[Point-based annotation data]
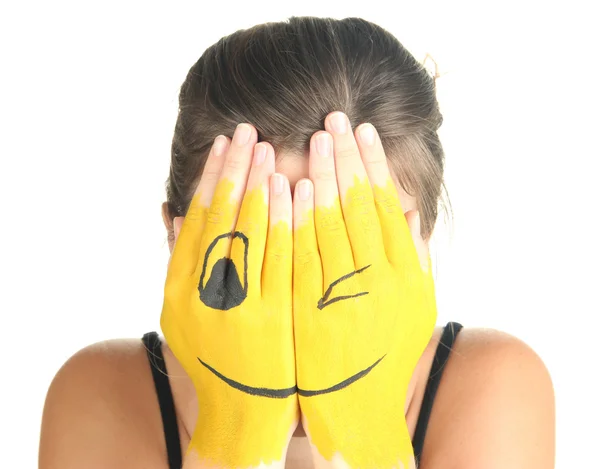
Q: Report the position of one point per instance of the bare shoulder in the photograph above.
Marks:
(494, 407)
(101, 411)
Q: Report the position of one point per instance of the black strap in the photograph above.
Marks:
(165, 398)
(437, 368)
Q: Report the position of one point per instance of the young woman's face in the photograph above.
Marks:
(294, 168)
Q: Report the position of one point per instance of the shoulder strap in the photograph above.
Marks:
(442, 354)
(165, 398)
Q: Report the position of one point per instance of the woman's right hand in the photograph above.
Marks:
(227, 312)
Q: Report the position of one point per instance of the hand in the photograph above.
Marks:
(364, 307)
(227, 311)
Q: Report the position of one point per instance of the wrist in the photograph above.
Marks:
(244, 433)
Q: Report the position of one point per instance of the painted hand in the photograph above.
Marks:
(227, 312)
(364, 305)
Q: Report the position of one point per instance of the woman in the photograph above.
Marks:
(309, 340)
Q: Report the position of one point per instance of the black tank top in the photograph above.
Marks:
(167, 407)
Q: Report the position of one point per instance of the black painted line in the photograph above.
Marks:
(347, 382)
(263, 392)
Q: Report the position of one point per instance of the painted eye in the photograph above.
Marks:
(326, 300)
(224, 289)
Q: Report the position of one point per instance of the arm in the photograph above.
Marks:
(82, 422)
(494, 409)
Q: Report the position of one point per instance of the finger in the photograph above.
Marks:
(356, 194)
(307, 271)
(277, 267)
(222, 284)
(254, 218)
(187, 247)
(396, 235)
(332, 238)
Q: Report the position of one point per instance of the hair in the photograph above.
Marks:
(284, 78)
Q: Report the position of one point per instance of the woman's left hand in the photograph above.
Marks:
(364, 306)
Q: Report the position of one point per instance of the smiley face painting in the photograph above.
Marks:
(333, 318)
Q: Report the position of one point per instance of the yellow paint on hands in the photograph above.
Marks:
(383, 332)
(250, 343)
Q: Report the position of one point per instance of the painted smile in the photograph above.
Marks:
(286, 392)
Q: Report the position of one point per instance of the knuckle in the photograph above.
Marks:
(234, 162)
(325, 175)
(306, 259)
(388, 203)
(278, 251)
(331, 223)
(215, 213)
(345, 152)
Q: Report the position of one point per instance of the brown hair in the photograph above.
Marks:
(284, 78)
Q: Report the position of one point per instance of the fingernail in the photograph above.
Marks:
(277, 184)
(259, 154)
(339, 122)
(324, 144)
(304, 190)
(367, 134)
(219, 145)
(242, 134)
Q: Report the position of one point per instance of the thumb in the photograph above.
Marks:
(414, 223)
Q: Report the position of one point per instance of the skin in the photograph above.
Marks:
(494, 407)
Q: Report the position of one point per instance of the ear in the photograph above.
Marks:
(173, 225)
(414, 223)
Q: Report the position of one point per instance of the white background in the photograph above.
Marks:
(88, 101)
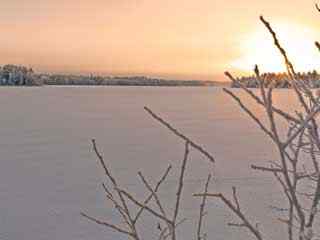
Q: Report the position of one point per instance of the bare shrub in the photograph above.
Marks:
(298, 146)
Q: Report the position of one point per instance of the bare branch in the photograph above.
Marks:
(202, 208)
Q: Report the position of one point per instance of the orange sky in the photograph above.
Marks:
(167, 38)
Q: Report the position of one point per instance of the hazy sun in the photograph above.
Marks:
(298, 40)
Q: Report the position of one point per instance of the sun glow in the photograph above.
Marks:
(298, 40)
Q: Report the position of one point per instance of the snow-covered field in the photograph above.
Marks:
(48, 172)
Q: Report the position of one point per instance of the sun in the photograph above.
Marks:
(298, 40)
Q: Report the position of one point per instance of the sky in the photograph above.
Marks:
(180, 39)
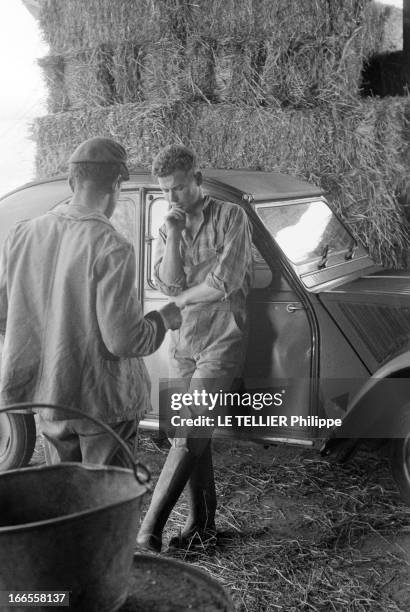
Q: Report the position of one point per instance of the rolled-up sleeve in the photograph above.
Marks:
(124, 329)
(235, 259)
(179, 284)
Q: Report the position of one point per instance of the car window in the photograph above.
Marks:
(157, 209)
(305, 230)
(124, 219)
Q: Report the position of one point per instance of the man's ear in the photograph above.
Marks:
(198, 178)
(116, 184)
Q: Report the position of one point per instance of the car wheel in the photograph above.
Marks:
(17, 440)
(400, 456)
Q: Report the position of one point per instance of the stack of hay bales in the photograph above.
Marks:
(270, 84)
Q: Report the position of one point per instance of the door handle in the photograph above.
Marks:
(294, 307)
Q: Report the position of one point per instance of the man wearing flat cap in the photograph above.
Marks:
(74, 332)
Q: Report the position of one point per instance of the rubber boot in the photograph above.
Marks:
(200, 524)
(171, 482)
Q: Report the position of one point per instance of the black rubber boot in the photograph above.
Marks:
(171, 482)
(199, 528)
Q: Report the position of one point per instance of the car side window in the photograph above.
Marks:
(157, 208)
(124, 219)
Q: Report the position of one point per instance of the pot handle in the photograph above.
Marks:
(141, 472)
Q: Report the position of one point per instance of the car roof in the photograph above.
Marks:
(257, 185)
(260, 185)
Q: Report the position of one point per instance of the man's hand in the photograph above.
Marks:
(171, 315)
(175, 219)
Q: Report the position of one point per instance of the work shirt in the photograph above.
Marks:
(219, 253)
(73, 326)
(210, 343)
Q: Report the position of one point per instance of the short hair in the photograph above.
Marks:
(172, 158)
(101, 174)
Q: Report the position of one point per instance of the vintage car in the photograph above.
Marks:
(329, 328)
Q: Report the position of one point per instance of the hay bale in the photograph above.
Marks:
(238, 67)
(88, 77)
(201, 68)
(256, 51)
(70, 25)
(164, 71)
(53, 71)
(126, 71)
(356, 152)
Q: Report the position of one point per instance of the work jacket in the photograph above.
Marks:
(74, 332)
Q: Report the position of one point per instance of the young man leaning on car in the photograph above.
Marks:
(204, 262)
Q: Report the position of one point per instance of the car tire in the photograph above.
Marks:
(400, 455)
(17, 440)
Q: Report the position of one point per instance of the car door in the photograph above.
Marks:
(279, 355)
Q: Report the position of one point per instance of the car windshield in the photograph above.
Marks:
(306, 231)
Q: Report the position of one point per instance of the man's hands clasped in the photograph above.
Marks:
(171, 316)
(175, 219)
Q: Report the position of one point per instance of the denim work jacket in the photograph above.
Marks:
(73, 327)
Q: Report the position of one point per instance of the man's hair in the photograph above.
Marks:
(101, 174)
(172, 158)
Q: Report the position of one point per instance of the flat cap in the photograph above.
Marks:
(101, 151)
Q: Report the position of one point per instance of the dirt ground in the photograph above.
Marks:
(299, 533)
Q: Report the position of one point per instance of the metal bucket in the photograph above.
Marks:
(70, 527)
(159, 584)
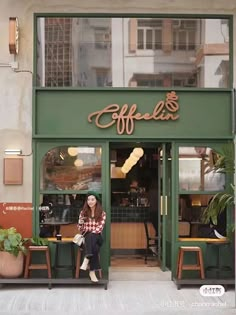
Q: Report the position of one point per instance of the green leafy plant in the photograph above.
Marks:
(223, 163)
(12, 242)
(38, 241)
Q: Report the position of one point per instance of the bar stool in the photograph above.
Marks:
(180, 264)
(60, 247)
(30, 266)
(78, 263)
(218, 268)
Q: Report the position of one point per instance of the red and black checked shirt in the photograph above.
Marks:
(91, 225)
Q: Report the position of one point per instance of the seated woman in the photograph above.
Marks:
(91, 223)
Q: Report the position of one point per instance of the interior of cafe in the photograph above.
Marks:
(136, 194)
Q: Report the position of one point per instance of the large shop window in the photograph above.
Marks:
(132, 52)
(198, 183)
(67, 173)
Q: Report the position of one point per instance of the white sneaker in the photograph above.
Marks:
(154, 250)
(92, 276)
(85, 263)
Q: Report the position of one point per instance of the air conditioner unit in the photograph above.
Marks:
(190, 24)
(107, 37)
(176, 23)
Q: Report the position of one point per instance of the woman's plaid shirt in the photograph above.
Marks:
(91, 225)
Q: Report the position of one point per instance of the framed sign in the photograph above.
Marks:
(13, 171)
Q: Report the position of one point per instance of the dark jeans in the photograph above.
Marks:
(154, 221)
(92, 245)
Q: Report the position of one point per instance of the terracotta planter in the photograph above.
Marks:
(10, 265)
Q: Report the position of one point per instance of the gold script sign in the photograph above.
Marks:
(124, 116)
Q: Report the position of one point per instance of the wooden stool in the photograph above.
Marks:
(29, 266)
(78, 263)
(180, 264)
(61, 246)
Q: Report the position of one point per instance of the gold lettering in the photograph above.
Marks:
(124, 116)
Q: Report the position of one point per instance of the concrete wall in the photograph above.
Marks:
(16, 87)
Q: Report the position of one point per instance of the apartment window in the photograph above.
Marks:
(184, 34)
(102, 77)
(150, 34)
(102, 39)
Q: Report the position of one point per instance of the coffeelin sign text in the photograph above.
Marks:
(125, 116)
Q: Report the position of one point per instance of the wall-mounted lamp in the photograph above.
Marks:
(13, 151)
(13, 35)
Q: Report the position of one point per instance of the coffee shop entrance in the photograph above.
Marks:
(140, 195)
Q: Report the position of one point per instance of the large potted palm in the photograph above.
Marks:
(224, 163)
(12, 250)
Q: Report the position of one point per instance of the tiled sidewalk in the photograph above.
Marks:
(129, 292)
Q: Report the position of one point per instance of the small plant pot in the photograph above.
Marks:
(10, 265)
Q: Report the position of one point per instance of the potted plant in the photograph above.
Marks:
(224, 163)
(12, 250)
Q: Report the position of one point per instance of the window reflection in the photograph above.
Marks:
(132, 52)
(191, 223)
(196, 170)
(72, 168)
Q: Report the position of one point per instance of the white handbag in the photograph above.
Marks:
(78, 239)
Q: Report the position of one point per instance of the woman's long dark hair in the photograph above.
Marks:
(87, 213)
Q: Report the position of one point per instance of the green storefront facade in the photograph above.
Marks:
(196, 117)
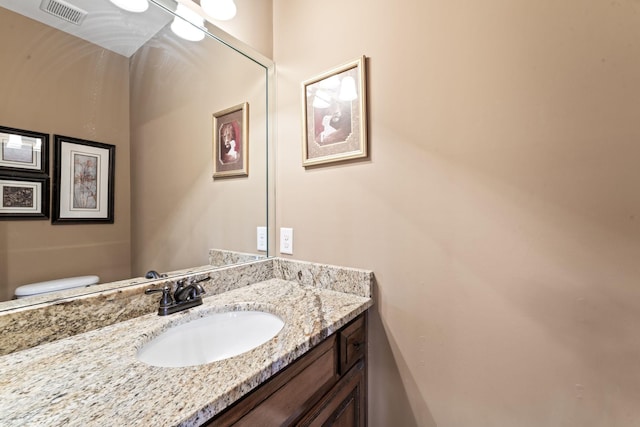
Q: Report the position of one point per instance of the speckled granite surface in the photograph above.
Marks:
(26, 326)
(94, 378)
(220, 257)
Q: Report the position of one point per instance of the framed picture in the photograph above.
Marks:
(334, 115)
(24, 197)
(231, 142)
(83, 181)
(23, 151)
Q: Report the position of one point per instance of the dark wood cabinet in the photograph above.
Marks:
(324, 387)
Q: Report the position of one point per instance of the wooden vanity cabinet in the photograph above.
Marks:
(324, 387)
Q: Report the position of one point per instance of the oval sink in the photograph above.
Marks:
(211, 338)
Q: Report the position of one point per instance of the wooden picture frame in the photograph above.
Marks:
(24, 197)
(231, 142)
(83, 185)
(23, 151)
(334, 115)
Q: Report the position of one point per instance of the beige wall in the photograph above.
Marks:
(179, 212)
(57, 84)
(499, 208)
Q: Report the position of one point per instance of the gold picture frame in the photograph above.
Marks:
(334, 115)
(231, 141)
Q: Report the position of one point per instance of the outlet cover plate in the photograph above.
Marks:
(286, 241)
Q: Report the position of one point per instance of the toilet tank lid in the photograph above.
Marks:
(56, 285)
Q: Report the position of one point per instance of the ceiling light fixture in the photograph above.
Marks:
(221, 10)
(136, 6)
(188, 25)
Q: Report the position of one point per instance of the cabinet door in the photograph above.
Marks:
(343, 405)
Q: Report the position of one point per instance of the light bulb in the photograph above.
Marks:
(132, 5)
(348, 89)
(222, 10)
(188, 24)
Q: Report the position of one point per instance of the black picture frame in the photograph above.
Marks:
(23, 152)
(24, 197)
(83, 183)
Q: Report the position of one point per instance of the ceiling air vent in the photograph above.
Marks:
(64, 10)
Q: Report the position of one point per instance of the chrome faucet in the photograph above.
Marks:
(188, 294)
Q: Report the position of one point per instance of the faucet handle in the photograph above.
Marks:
(166, 299)
(198, 286)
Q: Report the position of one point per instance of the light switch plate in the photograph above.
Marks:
(262, 238)
(286, 241)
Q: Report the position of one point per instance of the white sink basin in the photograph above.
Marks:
(207, 339)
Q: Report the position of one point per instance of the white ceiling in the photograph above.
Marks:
(105, 25)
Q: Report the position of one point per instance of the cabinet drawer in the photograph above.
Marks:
(289, 394)
(353, 340)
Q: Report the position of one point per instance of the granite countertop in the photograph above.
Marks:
(95, 379)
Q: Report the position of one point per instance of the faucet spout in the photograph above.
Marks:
(184, 297)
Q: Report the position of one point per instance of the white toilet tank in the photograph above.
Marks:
(55, 285)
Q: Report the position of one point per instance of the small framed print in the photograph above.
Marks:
(334, 115)
(83, 183)
(24, 197)
(231, 142)
(23, 151)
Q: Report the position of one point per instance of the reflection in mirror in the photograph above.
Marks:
(155, 102)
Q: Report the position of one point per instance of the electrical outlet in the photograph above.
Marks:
(286, 241)
(262, 239)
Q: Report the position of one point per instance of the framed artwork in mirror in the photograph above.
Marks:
(231, 141)
(24, 197)
(334, 115)
(23, 151)
(83, 182)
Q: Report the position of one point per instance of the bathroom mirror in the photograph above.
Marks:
(153, 96)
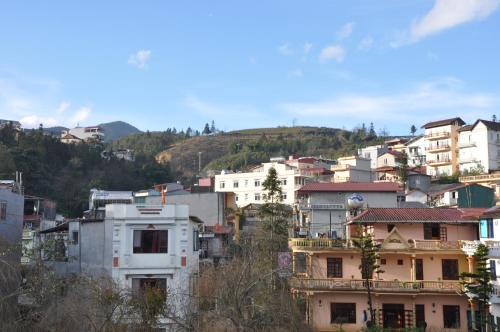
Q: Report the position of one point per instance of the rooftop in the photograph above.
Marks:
(350, 187)
(445, 122)
(419, 215)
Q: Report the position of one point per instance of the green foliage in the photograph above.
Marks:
(66, 172)
(478, 284)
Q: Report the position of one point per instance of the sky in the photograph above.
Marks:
(247, 64)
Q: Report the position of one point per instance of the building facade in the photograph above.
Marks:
(423, 251)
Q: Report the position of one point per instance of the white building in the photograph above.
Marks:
(415, 150)
(353, 169)
(479, 146)
(247, 187)
(372, 153)
(441, 146)
(84, 133)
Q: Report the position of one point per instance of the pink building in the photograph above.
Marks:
(423, 251)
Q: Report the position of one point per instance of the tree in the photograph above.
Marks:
(206, 130)
(478, 285)
(413, 130)
(369, 254)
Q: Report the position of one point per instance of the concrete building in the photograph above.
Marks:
(441, 139)
(93, 133)
(136, 245)
(415, 150)
(322, 209)
(478, 146)
(247, 187)
(353, 169)
(372, 153)
(423, 251)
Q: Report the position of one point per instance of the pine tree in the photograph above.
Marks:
(206, 130)
(478, 285)
(413, 130)
(369, 252)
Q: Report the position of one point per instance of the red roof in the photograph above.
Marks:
(350, 187)
(418, 215)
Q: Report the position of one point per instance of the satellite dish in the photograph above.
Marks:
(355, 201)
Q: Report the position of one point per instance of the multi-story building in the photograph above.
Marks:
(247, 187)
(479, 146)
(322, 209)
(415, 150)
(93, 133)
(489, 233)
(423, 251)
(372, 153)
(353, 169)
(136, 245)
(441, 139)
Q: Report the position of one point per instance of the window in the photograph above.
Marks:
(74, 237)
(145, 284)
(3, 210)
(333, 267)
(451, 316)
(150, 242)
(431, 232)
(343, 313)
(196, 240)
(450, 269)
(486, 228)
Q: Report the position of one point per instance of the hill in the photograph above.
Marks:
(238, 150)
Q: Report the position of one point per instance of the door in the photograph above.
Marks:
(419, 269)
(394, 315)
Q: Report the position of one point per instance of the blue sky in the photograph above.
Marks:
(244, 64)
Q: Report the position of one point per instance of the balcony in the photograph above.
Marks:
(480, 178)
(433, 136)
(438, 148)
(441, 162)
(306, 206)
(396, 286)
(463, 145)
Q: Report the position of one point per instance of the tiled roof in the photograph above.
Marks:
(418, 215)
(350, 187)
(444, 122)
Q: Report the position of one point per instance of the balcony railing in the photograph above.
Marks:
(437, 148)
(480, 178)
(443, 134)
(405, 286)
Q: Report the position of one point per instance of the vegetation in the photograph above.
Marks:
(66, 172)
(369, 253)
(478, 286)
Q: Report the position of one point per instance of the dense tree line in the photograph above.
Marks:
(66, 172)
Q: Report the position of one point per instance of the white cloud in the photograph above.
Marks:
(366, 43)
(63, 107)
(285, 49)
(444, 15)
(297, 72)
(334, 52)
(140, 59)
(307, 47)
(345, 31)
(426, 101)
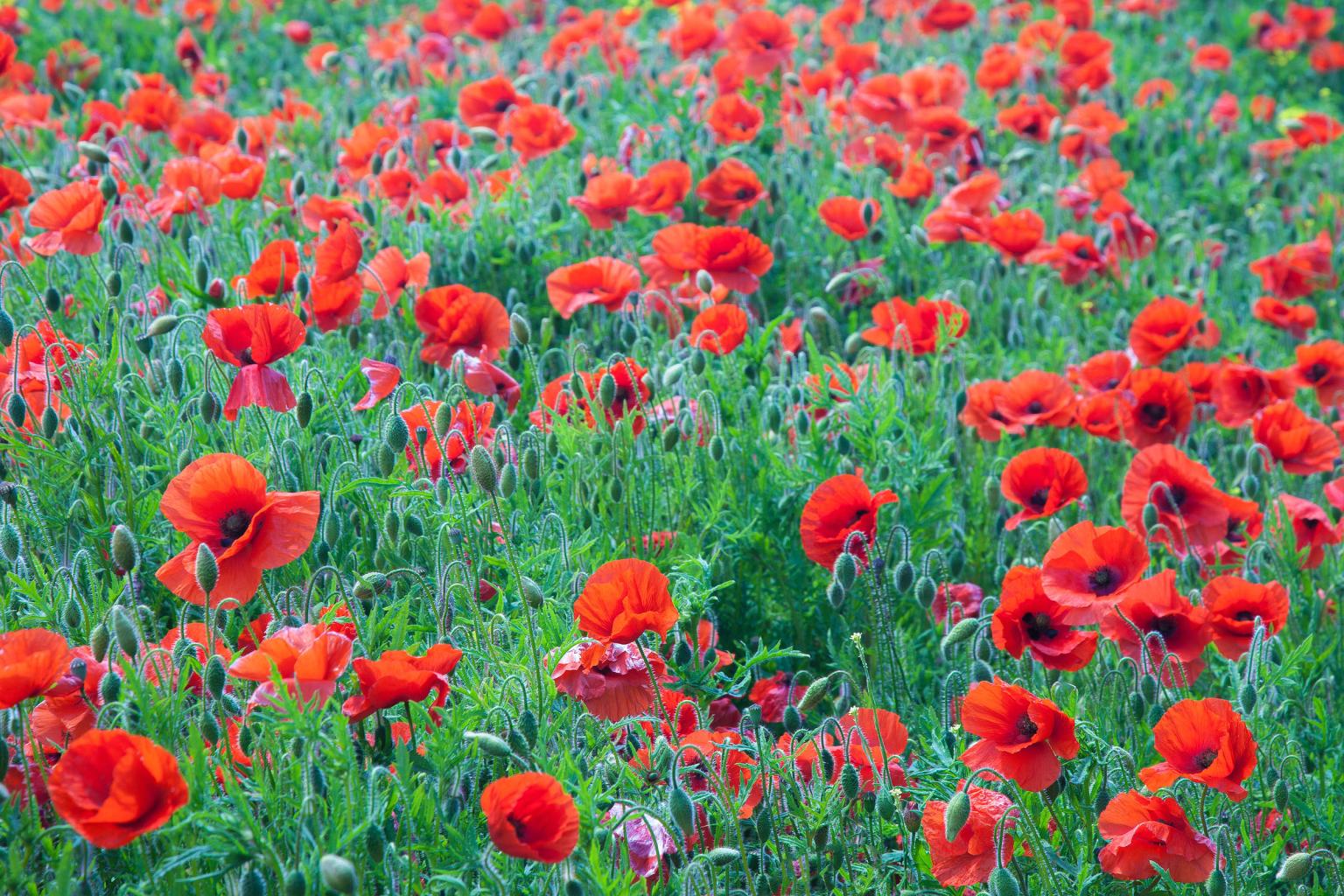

§ **Work required**
Select every line of the rows above that contains the word "flat". Case counts.

§ **Task response**
Q: Report the position of one point per instance of the man wearing flat cap in the photograph above.
Q: Report the position of one point per instance of the flat cap in the photograph above.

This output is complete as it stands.